**Task description**
Your task is to transcribe the records exactly, skipping every image.

* BEGIN Records shown *

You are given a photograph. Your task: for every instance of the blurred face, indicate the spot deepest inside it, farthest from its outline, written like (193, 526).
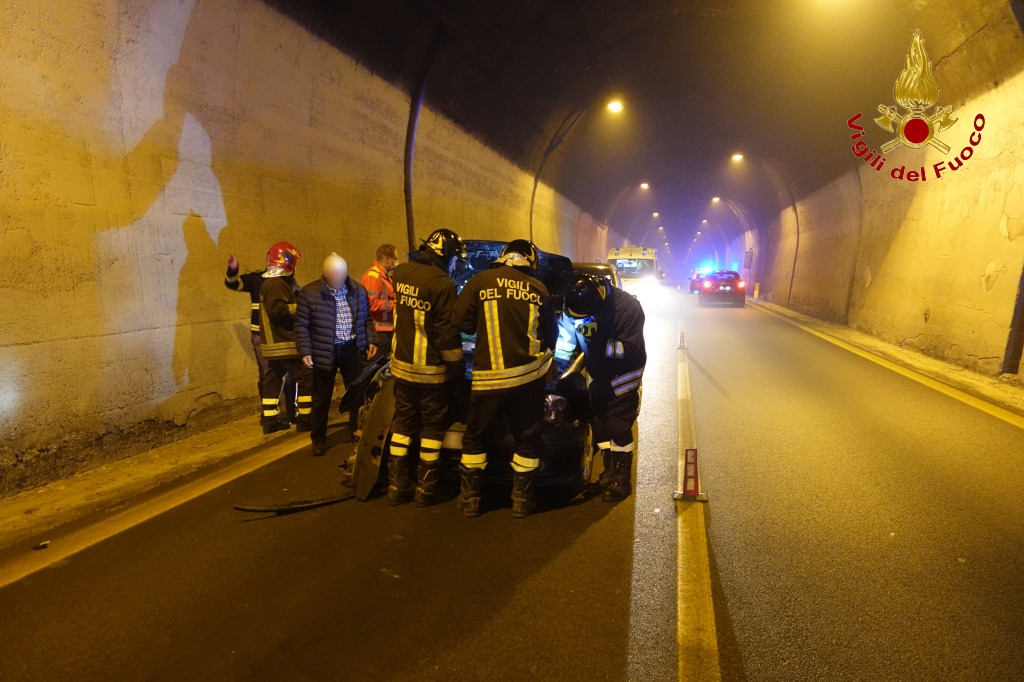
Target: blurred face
(335, 276)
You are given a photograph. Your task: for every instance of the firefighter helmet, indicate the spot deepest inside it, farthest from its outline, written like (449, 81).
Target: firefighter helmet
(445, 245)
(586, 295)
(519, 253)
(283, 255)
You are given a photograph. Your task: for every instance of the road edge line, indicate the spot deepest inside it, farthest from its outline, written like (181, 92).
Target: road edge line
(984, 406)
(93, 534)
(695, 629)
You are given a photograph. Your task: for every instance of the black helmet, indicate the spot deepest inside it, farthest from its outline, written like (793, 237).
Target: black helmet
(586, 295)
(519, 253)
(445, 245)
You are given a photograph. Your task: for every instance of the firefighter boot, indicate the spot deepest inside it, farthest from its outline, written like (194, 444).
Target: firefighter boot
(399, 486)
(428, 478)
(523, 503)
(274, 425)
(622, 474)
(606, 474)
(469, 494)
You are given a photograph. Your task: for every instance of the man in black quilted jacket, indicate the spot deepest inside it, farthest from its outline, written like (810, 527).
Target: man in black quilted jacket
(333, 330)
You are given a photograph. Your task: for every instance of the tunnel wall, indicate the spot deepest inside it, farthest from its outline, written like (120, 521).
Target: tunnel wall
(141, 142)
(930, 265)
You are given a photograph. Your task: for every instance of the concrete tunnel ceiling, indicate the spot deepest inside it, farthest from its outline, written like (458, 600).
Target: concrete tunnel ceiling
(699, 80)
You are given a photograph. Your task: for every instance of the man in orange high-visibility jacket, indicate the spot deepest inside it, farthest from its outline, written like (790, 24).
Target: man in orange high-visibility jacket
(377, 282)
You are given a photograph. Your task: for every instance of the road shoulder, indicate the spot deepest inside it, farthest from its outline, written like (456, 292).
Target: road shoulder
(113, 486)
(1006, 394)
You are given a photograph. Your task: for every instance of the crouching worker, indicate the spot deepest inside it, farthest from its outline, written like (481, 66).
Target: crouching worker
(333, 329)
(427, 355)
(607, 325)
(509, 309)
(279, 299)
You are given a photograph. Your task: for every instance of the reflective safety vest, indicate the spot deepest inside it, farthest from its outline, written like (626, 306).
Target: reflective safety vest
(611, 340)
(381, 290)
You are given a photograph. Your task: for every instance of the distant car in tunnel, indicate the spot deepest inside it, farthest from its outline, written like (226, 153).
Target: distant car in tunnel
(723, 287)
(606, 270)
(695, 283)
(568, 443)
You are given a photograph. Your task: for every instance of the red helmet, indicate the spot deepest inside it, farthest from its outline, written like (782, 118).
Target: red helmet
(283, 255)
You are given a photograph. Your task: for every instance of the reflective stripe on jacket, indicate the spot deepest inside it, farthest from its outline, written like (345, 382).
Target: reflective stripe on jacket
(425, 338)
(510, 313)
(611, 340)
(279, 299)
(247, 284)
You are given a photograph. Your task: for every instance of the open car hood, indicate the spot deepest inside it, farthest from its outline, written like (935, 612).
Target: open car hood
(554, 270)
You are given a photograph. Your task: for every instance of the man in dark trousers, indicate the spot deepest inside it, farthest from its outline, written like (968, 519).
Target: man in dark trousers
(279, 300)
(607, 325)
(333, 329)
(250, 284)
(426, 359)
(509, 309)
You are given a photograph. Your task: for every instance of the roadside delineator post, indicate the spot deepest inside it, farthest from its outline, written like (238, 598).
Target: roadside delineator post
(691, 479)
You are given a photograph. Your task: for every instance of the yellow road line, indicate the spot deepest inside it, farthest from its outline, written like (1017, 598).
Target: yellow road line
(697, 638)
(979, 403)
(66, 546)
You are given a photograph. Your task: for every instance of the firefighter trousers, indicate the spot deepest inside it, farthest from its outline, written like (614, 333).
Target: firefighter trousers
(290, 386)
(278, 370)
(521, 409)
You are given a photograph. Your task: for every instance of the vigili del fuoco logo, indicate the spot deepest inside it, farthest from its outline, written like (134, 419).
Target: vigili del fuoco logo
(915, 122)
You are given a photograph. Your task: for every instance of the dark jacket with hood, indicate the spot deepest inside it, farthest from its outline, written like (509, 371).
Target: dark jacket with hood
(315, 318)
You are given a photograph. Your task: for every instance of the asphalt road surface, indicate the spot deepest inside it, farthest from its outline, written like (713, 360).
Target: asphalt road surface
(364, 591)
(862, 526)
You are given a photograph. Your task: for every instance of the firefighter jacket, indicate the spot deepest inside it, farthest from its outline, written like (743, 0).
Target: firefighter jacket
(381, 290)
(249, 284)
(611, 340)
(316, 321)
(425, 339)
(510, 313)
(279, 299)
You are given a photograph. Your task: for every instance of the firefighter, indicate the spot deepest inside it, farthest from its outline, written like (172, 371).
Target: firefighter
(377, 282)
(279, 298)
(606, 324)
(509, 310)
(250, 284)
(426, 360)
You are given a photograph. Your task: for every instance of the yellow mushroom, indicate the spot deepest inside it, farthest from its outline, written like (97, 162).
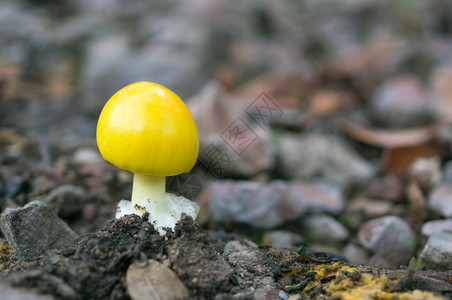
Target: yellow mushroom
(147, 129)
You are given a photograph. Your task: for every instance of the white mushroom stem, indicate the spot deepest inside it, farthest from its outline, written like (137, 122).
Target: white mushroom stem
(147, 187)
(148, 195)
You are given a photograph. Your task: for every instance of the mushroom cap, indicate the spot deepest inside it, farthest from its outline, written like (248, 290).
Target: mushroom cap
(146, 128)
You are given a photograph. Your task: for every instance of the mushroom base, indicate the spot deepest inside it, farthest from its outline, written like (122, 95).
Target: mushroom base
(164, 212)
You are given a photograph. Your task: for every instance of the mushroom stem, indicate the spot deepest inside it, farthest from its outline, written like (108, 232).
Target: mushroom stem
(147, 187)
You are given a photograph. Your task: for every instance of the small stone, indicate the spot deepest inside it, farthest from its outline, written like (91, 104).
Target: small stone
(402, 102)
(252, 265)
(435, 226)
(253, 203)
(153, 281)
(440, 200)
(388, 188)
(283, 239)
(324, 229)
(33, 229)
(447, 173)
(312, 156)
(437, 252)
(427, 171)
(370, 208)
(389, 237)
(312, 197)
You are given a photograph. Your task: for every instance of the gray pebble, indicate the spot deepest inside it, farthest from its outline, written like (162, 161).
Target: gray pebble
(437, 252)
(324, 229)
(389, 237)
(440, 200)
(432, 227)
(33, 229)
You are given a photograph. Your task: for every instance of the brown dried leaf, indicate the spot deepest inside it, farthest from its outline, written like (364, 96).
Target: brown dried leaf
(154, 281)
(386, 138)
(399, 159)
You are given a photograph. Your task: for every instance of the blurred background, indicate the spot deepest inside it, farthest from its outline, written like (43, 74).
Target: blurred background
(336, 110)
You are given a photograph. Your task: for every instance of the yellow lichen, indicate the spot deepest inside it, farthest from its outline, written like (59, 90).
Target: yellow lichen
(349, 283)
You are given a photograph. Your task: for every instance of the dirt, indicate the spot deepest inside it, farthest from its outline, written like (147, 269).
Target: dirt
(96, 266)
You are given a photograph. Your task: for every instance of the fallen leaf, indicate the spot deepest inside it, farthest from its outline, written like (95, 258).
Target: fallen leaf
(386, 138)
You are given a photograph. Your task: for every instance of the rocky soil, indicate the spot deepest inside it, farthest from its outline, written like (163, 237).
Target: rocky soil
(324, 169)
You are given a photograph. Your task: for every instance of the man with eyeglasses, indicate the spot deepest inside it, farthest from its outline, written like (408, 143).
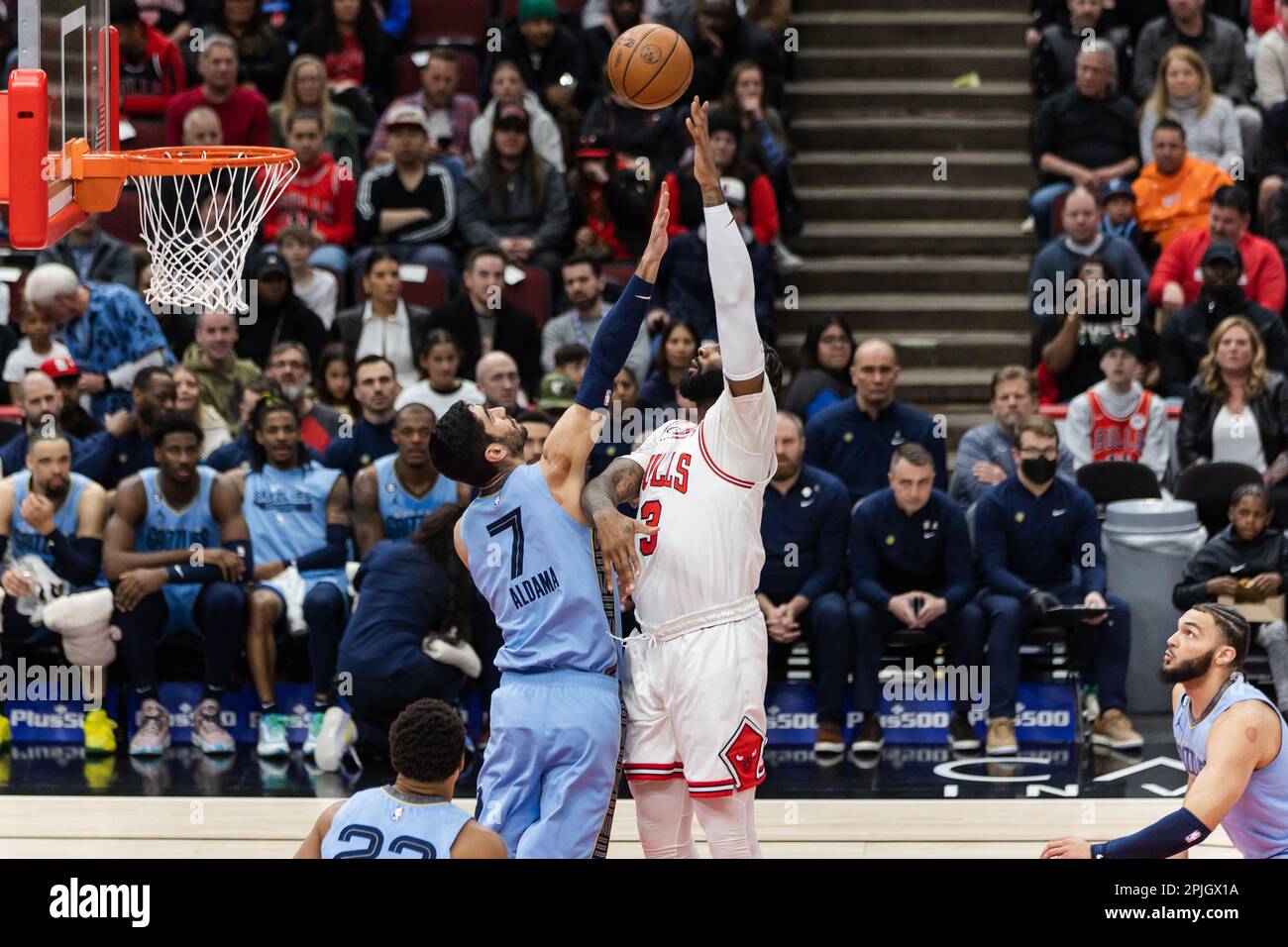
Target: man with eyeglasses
(1037, 539)
(854, 438)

* END Records shown *

**Response to this task**
You are given a photograph. Your task: for every instance of the blurred face, indicate the spot deepest inside it, farthest from its outline, written like (193, 526).
Target: blurred face
(335, 276)
You are given a photograph. Your task: for every instance of the firefighter helmet, indicate the spot deepest inside it, farthest from its outline, written like (449, 81).
Target: firefighter helmet
(445, 245)
(586, 295)
(519, 253)
(283, 255)
You are given a photograph. Your task: for every instance of the road edge line, indicate the spot deepest inside it, farthest from its outline, written like (181, 92).
Target: road edge line
(984, 406)
(93, 534)
(695, 629)
You are given a photograph. Your task: for every instance of the black helmet, indicate the spot deepest inside it, farthest from its outline, written like (793, 237).
Target: black helmet
(586, 295)
(519, 253)
(445, 245)
You are given a photograph. Your task: for every instance of the firefighter boot, indicate the spot deepest inside it, farthest from its outline, written like (194, 444).
Target: firefighter boot
(399, 486)
(428, 478)
(523, 503)
(274, 425)
(622, 474)
(606, 474)
(469, 494)
You are given a photograph. Your task: for every instance of the man in black quilted jacket, indicate the spot deepest inside it, farthest from its outline, written like (810, 527).
Target: man in black quilted jacket
(333, 330)
You are given a photograph. Your task: for every instance of the tunnel wall, indicate the spot deepest inside it, farthest from its outline, written like (120, 521).
Target: tunnel wall
(141, 142)
(930, 265)
You are given a photograph. Your task: for every instance of the concrete tunnel ceiling, indicate the spot deepest inside it, farthest from its outline, written like (458, 600).
Target: concrete tunnel ceiling
(699, 80)
You are given a photograph. Your task: for every instance of the man in orange high-visibility jacket, indicate the spot deepest inside it, farthest from its outline, written like (790, 24).
Target: man in orange high-visibility jacket
(377, 282)
You are given a photograph. Your task: for every instance of the road shoulder, indicate the spot deepest inside it, farthest from its outline, written like (456, 292).
Target: road shoulder
(113, 486)
(1006, 394)
You are given a photograph. Your task: for every instance of the crouching worker, indicate the spot deepest inside it, farthest from its outline, written like (481, 66).
Target: crouching worker
(333, 329)
(427, 355)
(607, 325)
(509, 309)
(279, 299)
You are given a photograph. Your task: for every instance of the reflective safety vest, indicate the spot deepest inside it, farthest from its outline, written like (626, 306).
Target: reflective safety vest
(611, 340)
(381, 290)
You are given a photograph. Your task: for every instance of the distant car in tunnel, indicate the spot deepest inside it, farthest from its outline, written like (226, 153).
Target: distant car in tunnel
(723, 287)
(606, 270)
(695, 283)
(568, 443)
You are given a photograph. Your task: for every instance of the red helmet, indicate the spot deepest inside it, farthest from its outline, written like (782, 118).
Target: red helmet
(283, 255)
You are given a photograph. Your task: for every instance of the reflective stripe on jacket, indicate the spot deepest inside it, farthest from its outline, written like (345, 382).
Target: reflective stripe on jacket
(425, 338)
(510, 313)
(611, 340)
(279, 299)
(247, 284)
You are given a photograph. Your task: for every instance of the open car hood, indicate the spot deepest inside it, farthest from its outline, written like (935, 612).
Target: open car hood
(554, 270)
You are given a photograph. Your task: for every instance of the man in dark trousers, indicate the spot deepest inside it, farthest from its outline, written like (968, 519).
Target: man in dark trousers
(279, 300)
(607, 325)
(333, 329)
(250, 284)
(426, 359)
(509, 309)
You are given a photograph. Your task: for every instance of the roadside delineator post, indicate the spot deepest inside it, farthest from its outline, written like (238, 598).
Target: roadside delineator post
(691, 479)
You are given a photograph. Your task: for every instance of the yellow road line, indicate the spot deepest inside it, farthest from its outline, written like (1017, 598).
Target: yellow road line
(697, 638)
(979, 403)
(66, 546)
You are given a photograph. Your task: for every instance of the firefighter trousers, indicate the spot deepest inside it, farthest from its outline, written like (614, 333).
Target: firefighter trousers
(290, 386)
(278, 370)
(521, 409)
You are given a photograph. Your task: for every instance of the vigili del fuoco logo, indicate the spot deepest inside it, farthest from its outline, written like (134, 419).
Target: vigili del fuoco logo
(915, 122)
You are given a photograph. Your task: for every instance of the dark jacket with hood, indicate the spot deepest inside it, farthest from its outline, written like (509, 371).
Target: dark jacket with hood
(315, 318)
You are given a photograph. Your task: for every instance of the asphalt road surface, indicate the spot deepest inside it, farthest from its outline, written like (713, 360).
Target: asphalt road surface
(364, 591)
(862, 526)
You are given a photograph. Your task: for every instance of the firefighter jacket, indicate the spot deepest inside it, farthest from its outline, written like (743, 0).
Target: firefighter jacket
(381, 290)
(249, 284)
(611, 340)
(316, 321)
(425, 339)
(510, 313)
(279, 299)
You are given a photograph. Your task: for every instance of the firefighter, indicate the spot deepest inside it, farthest from its outline, written like (172, 371).
Target: firefighter
(377, 282)
(279, 298)
(606, 324)
(509, 310)
(250, 284)
(426, 360)
You are given a photograph. Your task: for every instance of the yellow mushroom, indicate the spot deepest inside it, farthest from its outline, written like (97, 162).
Target: yellow mushroom
(147, 129)
You are given a photograph. Your task: for every instance of the white mushroom stem, indicate the spot deepest inside it, farthest from its outline, written like (137, 122).
Target: white mushroom stem
(147, 187)
(148, 195)
You are given a photograph. Your task: for every instance of the mushroom cap, indicate the spot deepest inside it, farthest from its outline, written like (248, 290).
Target: mushroom cap
(146, 128)
You are given a photograph. Your task: for every instance of the mushroom base, indicate the spot deepest inside it, farthest from its outline, written like (122, 95).
Target: mushroom base
(164, 212)
You are given a photograph. Your task: for every instance of the mushroom stem, indicate the spot deepest inside it, farthest from its outline, written like (108, 232).
Target: mushroom stem
(147, 187)
You are given a photograph. Your task: for every instance of the small stone, indicate the spot deepest inside it, farthest from its outline, written like (91, 104).
Target: small stone
(402, 102)
(252, 265)
(435, 226)
(253, 203)
(153, 281)
(440, 200)
(388, 188)
(283, 239)
(324, 229)
(33, 229)
(447, 173)
(312, 156)
(437, 252)
(427, 171)
(370, 208)
(389, 237)
(312, 197)
You are given a photograph. Your task: for every instance of the gray pebble, indicate the spot deepest inside it, farthest from its outline, written like (162, 161).
Target: gray pebble
(437, 252)
(324, 229)
(389, 237)
(440, 200)
(432, 227)
(33, 229)
You are given a photograph. Your task: for every instance of the brown dried leaf, indicate the spot deepest inside it, farthest from its outline, written like (364, 96).
Target: brown dried leaf
(154, 281)
(386, 138)
(399, 159)
You are given a photograph. Your task: for every instance of the blurred background, indicate the spot deepest inside it, farthest from its outline, written like (43, 74).
Target: blurred background
(336, 110)
You are given a photograph. Your task: for every instance of the yellow lichen, indicate the spot deepest inside it, farthest from its outline, written like (59, 90).
Target: yellow lichen
(349, 283)
You are given a photograph. Your task: for every instance of the dirt, indicate the spot deepest inside it, farthest from its outline, written like (147, 269).
Target: dirt
(96, 266)
You are given a photograph. Your task: for every instance of the fallen leaf, indicate the spot deepest inside it, farthest from its outline, written like (95, 258).
Target: fallen leaf
(386, 138)
You are given a photograph. Your task: for every instance of the rocky soil, indicate the spot deepest inside it, farthest from its outline, written like (163, 237).
Target: rocky soil
(324, 169)
You are given a photograph. Your task: for every instance of the man with eyeglasses, indicate the spot deepest inside it, farthest from its outline, written like (408, 143).
Target: man with eyeglasses
(1037, 539)
(854, 438)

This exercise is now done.